_Description of the task_
Extract the lines below and reproduce each one verbatim, in the same order.

_Provided entries_
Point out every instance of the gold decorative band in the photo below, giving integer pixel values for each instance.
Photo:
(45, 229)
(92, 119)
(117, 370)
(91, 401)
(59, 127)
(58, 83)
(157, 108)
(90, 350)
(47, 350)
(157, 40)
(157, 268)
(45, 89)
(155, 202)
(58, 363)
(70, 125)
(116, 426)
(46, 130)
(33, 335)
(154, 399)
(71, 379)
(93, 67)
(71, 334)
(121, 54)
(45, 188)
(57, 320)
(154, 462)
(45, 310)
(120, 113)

_Reply to the task_
Point out every instance of the gold decorative band in the photo below, giving integer pixel values for each instance.
Photo:
(45, 229)
(92, 119)
(117, 370)
(91, 401)
(59, 127)
(58, 83)
(157, 108)
(90, 350)
(47, 350)
(157, 40)
(157, 268)
(45, 89)
(155, 202)
(58, 363)
(70, 125)
(116, 426)
(46, 130)
(33, 335)
(154, 399)
(71, 379)
(93, 67)
(71, 334)
(121, 54)
(45, 188)
(57, 320)
(154, 462)
(45, 310)
(120, 113)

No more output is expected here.